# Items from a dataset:
════════════════════
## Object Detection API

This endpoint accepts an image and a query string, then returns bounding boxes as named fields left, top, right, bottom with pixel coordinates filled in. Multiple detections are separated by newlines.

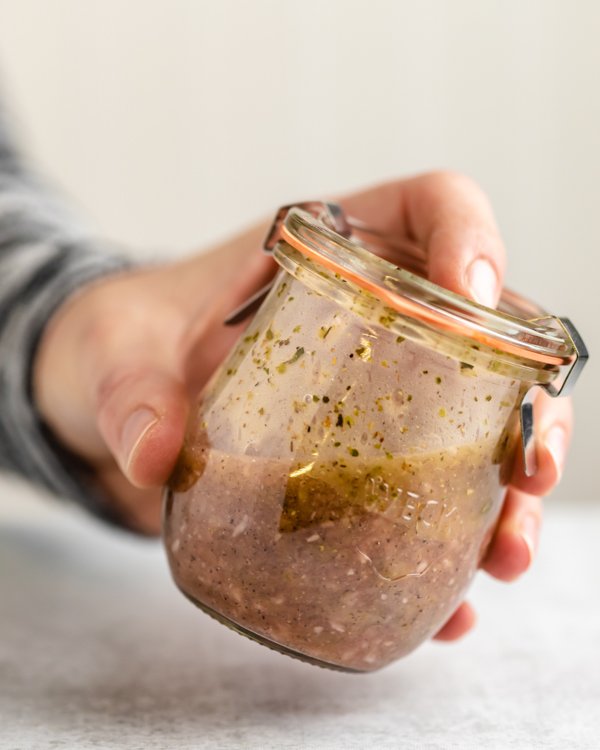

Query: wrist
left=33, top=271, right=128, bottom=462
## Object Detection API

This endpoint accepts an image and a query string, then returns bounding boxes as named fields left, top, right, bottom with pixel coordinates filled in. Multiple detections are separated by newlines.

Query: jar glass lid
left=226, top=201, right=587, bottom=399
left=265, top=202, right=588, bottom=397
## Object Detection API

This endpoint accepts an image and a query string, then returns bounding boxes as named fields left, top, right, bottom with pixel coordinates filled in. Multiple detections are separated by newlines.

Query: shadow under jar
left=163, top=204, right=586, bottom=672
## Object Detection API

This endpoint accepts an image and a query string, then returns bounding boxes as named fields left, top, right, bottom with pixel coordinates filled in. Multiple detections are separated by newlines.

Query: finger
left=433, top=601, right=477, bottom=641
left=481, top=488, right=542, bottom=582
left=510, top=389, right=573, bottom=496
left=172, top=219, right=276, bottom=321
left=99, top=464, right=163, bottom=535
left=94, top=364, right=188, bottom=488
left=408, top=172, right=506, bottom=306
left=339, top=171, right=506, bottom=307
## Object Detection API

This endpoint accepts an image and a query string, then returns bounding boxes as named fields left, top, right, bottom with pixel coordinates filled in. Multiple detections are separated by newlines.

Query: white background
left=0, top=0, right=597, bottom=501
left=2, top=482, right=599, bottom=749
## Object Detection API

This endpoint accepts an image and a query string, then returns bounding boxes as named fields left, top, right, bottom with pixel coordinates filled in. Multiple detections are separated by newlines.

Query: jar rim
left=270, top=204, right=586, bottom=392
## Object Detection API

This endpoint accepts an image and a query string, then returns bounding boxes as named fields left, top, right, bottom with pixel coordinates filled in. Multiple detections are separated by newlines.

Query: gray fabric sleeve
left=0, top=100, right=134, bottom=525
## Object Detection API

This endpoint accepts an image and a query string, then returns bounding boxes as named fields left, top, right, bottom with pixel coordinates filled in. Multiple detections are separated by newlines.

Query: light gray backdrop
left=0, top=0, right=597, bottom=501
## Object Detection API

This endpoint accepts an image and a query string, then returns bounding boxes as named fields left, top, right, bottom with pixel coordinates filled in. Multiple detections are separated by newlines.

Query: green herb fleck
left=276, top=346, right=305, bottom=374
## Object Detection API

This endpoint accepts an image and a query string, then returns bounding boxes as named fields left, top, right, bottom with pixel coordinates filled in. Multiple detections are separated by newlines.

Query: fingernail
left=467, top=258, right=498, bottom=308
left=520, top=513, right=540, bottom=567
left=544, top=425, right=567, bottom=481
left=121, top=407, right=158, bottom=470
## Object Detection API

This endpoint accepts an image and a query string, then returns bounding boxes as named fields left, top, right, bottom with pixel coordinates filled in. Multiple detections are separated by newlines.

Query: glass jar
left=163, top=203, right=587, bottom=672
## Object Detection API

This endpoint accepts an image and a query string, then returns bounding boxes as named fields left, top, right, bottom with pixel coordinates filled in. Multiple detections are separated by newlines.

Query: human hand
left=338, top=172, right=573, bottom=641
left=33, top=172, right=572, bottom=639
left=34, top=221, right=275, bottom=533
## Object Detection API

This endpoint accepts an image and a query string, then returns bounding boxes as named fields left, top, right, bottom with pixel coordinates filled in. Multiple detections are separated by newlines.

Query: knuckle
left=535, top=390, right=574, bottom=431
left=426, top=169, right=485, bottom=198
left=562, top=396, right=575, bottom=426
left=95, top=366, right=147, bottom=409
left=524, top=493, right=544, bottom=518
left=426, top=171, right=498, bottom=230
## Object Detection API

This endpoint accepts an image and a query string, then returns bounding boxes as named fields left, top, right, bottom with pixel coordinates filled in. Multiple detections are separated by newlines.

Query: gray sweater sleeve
════════════════════
Each word of the data should be repeated exactly, and the pictures left out.

# YOUR RESPONSE:
## Object Detection API

This endpoint accepts an image and a query string, then returns bounding boxes as named fields left, top, right, bottom with pixel coordinates filled in. Multiple detections are separated by newlines.


Query: wrist
left=33, top=271, right=128, bottom=462
## Object Detection API

This endpoint accepts an image and a query string, then returns bounding boxes as named fields left, top, right, bottom with pixel coordinates filled in. Multiple detections are separated by newlines.

Query: jar glass lid
left=226, top=201, right=587, bottom=399
left=265, top=202, right=588, bottom=397
## Object Detection API

This endpoint accepts an image and a query string, then returns bounding boxes as named fields left, top, right, bottom with pixel coordinates filled in. Multiple detections are separated by newlines.

Query: shadow under jar
left=163, top=204, right=586, bottom=672
## Object Detection API

This endpoint accepts an image and a query string, then returns bounding boxes as named fields left, top, right, bottom with pixel coordinates filled in. Multiple detections are separated by newlines.

Query: finger
left=433, top=601, right=477, bottom=641
left=481, top=488, right=542, bottom=582
left=510, top=389, right=573, bottom=496
left=172, top=219, right=276, bottom=321
left=99, top=464, right=163, bottom=535
left=94, top=364, right=188, bottom=488
left=408, top=172, right=506, bottom=306
left=339, top=171, right=506, bottom=307
## Object Detection API

This endpoint accepts an image and a query string, then returns bounding boxes as named fields left, top, right, bottom with pixel coordinates filled in. Multiple detections are separated by newlines.

Query: white background
left=0, top=0, right=597, bottom=501
left=2, top=482, right=599, bottom=749
## Object Detection API

This endpoint accepts an image and a query string, then returns bounding boxes as named fields left, top, right, bottom with pixel coordinates filled in. Multiple detections are separated by newlines.

Query: jar rim
left=270, top=204, right=586, bottom=392
## Object Detection API

This endpoint accepts an image and a query string, then returns bounding boxes as named fields left, top, right, bottom with pixel coordinates filled in. Multiple detections are separated by newlines.

Query: gray fabric sleeve
left=0, top=100, right=134, bottom=525
## Object Detection API

This endpoint accepts an image and a query string, then returns bounding boxes as named fields left, top, right, bottom with pixel coordinates filled in. Multiple detections are separated by newlines.

Query: light gray backdrop
left=0, top=0, right=597, bottom=501
## Object Detection API

This endpoint accepts an image and a query string, then returns bounding boxes as named fields left, top, right, bottom with pixel coordinates filled in. Multiple detections are separated by newlines.

Query: green herb fleck
left=276, top=346, right=305, bottom=374
## Object Detection API

This endpoint accepts an image and a query string, then returns bounding boxes as named fields left, top, right, bottom with pixel coordinates filled in. Multiple detections are separated by newlines.

Query: fingernail
left=467, top=258, right=498, bottom=308
left=520, top=513, right=540, bottom=567
left=544, top=425, right=567, bottom=481
left=121, top=407, right=158, bottom=470
## Object Detection API

This endpoint accepts an image and a query string, then returns bounding boxes as named fields left, top, right, bottom with pixel coordinates filled in. Multiple detections are separated by newlines.

Query: glass jar
left=163, top=203, right=587, bottom=672
## Object Detection API

This endpoint accepts an image and a query string, then returns bounding boxes as named fields left, top, right, bottom with pixel coordinates filled in. Multiple detections are separated by newlines.

Query: human hand
left=338, top=172, right=573, bottom=641
left=33, top=172, right=572, bottom=639
left=34, top=221, right=275, bottom=533
## Object Detection API

This endpoint accepts an image and a query string, then returns bounding boxes as named fields left, top, right, bottom with pixel coordinates filled in. Multiple detections are separated by newlines.

Query: knuckle
left=535, top=390, right=574, bottom=431
left=426, top=169, right=485, bottom=198
left=562, top=396, right=575, bottom=426
left=95, top=366, right=147, bottom=409
left=524, top=493, right=544, bottom=518
left=426, top=171, right=498, bottom=230
## Object Detection API

This endpoint accepts an image and a query string, then returns bounding boxes as named fields left, top, right, bottom with pixel coordinates filled in. Multiple detections are separated by newlines.

Query: gray sweater sleeve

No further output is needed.